INSTRUCTIONS TO FOLLOW:
Retype all of the entries below word for word, keeping every line in its original order and form.

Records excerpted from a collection
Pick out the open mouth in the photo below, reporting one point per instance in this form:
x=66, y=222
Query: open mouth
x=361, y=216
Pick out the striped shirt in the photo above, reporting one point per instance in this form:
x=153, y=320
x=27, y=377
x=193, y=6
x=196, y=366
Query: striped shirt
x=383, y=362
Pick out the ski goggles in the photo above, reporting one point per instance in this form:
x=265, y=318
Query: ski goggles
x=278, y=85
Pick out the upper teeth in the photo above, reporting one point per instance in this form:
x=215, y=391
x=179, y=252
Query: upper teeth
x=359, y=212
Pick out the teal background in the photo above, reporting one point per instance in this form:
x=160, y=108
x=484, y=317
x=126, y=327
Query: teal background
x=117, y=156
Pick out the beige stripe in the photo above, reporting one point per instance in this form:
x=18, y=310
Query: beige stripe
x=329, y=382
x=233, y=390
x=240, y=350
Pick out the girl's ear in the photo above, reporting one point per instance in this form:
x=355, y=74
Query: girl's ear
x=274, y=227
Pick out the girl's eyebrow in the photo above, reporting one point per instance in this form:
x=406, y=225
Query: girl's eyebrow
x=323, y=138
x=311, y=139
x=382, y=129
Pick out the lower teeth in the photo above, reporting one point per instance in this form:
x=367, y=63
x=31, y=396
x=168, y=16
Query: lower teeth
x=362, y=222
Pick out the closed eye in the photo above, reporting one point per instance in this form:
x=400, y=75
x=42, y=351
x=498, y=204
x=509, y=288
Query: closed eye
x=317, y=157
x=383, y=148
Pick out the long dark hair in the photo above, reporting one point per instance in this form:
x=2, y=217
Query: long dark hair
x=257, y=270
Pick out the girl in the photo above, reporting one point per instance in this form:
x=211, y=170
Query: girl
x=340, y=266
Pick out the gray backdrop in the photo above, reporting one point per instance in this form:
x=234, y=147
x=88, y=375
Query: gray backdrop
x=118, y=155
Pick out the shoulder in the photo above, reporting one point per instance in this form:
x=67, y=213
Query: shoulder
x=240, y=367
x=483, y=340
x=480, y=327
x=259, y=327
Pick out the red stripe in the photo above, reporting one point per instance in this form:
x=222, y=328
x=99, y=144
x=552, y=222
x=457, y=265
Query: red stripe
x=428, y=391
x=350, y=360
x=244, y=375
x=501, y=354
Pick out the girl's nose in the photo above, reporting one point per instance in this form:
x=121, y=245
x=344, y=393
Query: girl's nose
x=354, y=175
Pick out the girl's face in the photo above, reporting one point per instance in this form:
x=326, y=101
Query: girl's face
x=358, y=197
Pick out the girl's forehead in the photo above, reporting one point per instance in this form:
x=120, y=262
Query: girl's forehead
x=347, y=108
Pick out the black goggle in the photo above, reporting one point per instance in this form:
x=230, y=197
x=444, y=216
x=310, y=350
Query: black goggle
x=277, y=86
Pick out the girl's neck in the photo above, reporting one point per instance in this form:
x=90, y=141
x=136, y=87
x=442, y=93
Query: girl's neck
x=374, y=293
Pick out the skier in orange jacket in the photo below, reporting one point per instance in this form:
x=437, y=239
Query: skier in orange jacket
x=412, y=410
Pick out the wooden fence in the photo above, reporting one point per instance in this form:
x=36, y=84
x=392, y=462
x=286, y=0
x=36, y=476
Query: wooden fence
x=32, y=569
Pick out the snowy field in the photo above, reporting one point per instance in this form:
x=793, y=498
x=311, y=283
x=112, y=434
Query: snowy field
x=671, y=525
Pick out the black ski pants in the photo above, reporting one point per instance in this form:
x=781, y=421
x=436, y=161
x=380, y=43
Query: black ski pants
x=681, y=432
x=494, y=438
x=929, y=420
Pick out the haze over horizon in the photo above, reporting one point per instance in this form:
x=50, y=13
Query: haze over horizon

WRITTEN ANSWER:
Pick out the open mouth in the photo below, reporting one point per instance in this form:
x=66, y=222
Query: open mouth
x=361, y=216
Pick out the striped shirt in the photo above, reporting one point per instance in this form:
x=153, y=320
x=27, y=377
x=193, y=6
x=196, y=366
Query: striped shirt
x=383, y=362
Pick out the ski goggles in the photo above, reporting one point per instance in this form:
x=265, y=318
Query: ski goggles
x=278, y=85
Pick out the upper teeth in the photo above, reporting one point per instance in this form:
x=215, y=391
x=179, y=252
Query: upper teeth
x=359, y=212
Pick out the teal background in the photo above, reporting one point per instance in this form:
x=160, y=108
x=484, y=317
x=126, y=327
Query: teal background
x=117, y=156
Pick out the beige stripe in the photo above, reporting one point per instance in this form:
x=18, y=310
Query: beige stripe
x=329, y=382
x=233, y=390
x=240, y=350
Pick out the girl's ear in the photo above, reporting one point per instance in this form:
x=355, y=74
Query: girl's ear
x=274, y=227
Pick out the girl's eyebrow in the photo above, reporting one point per instance in this form:
x=406, y=225
Query: girl's eyebrow
x=323, y=138
x=311, y=139
x=382, y=129
Pick out the lower teeth in the photo above, reporting one point per instance in this form:
x=367, y=63
x=31, y=396
x=168, y=16
Query: lower teeth
x=362, y=222
Pick out the closed eye in the photo above, reporting one point per instance in this form:
x=400, y=75
x=42, y=351
x=498, y=204
x=509, y=288
Query: closed eye
x=317, y=157
x=383, y=148
Pick out the long dark hair in the photo above, reporting one point per instance in this form:
x=2, y=217
Query: long dark hair
x=257, y=270
Pick out the girl in the photo above, reporting one point per instance in this form:
x=211, y=170
Query: girl
x=340, y=266
Pick out the gray backdrop in the photo above, reporting one point per instance in this form:
x=234, y=147
x=88, y=375
Query: gray backdrop
x=118, y=155
Pick out the shoulder in the photo above, reporting one point per instance in this form:
x=67, y=213
Query: shoulder
x=240, y=367
x=483, y=340
x=480, y=327
x=259, y=327
Pick out the red stripe in the photo above, reporting one point per instance in this form:
x=222, y=328
x=99, y=144
x=552, y=222
x=457, y=265
Query: red stripe
x=428, y=391
x=350, y=360
x=244, y=375
x=501, y=354
Pick out the girl's nose in the photo above, reporting one point per instance in this form:
x=121, y=245
x=344, y=393
Query: girl's nose
x=354, y=175
Pick out the girl's face in the photo above, reporting one point per instance in this form:
x=326, y=101
Query: girl's face
x=358, y=197
Pick out the girl's forehead in the photo above, reporting one point per instance in this form:
x=120, y=262
Query: girl's forehead
x=347, y=108
Pick out the black goggle in the photo above, reporting one point per instance in this form:
x=230, y=197
x=444, y=216
x=310, y=350
Query: black goggle
x=277, y=86
Pick out the girl's neck in the photo above, reporting one point per instance in this form:
x=90, y=141
x=136, y=87
x=442, y=93
Query: girl's neck
x=374, y=293
Pick out the skier in orange jacket in the photo below, reporting one point per instance in this form:
x=437, y=239
Query: skier in orange jacket
x=412, y=410
Pick out the wooden fence in the photo above, reporting one point per instance in this form:
x=36, y=84
x=392, y=462
x=286, y=0
x=36, y=476
Query: wooden fence
x=32, y=569
Pick out the snowy field in the photo above, reporting one point per instance in this form:
x=793, y=498
x=311, y=283
x=112, y=434
Query: snowy field
x=671, y=525
Pick out the black ski pants in the photo above, reporting one point per instance in this form:
x=781, y=421
x=436, y=161
x=380, y=43
Query: black ski pants
x=681, y=432
x=494, y=438
x=929, y=420
Pick out the haze over horizon in the photo above, reporting one point per instance in this form:
x=50, y=13
Query: haze over horizon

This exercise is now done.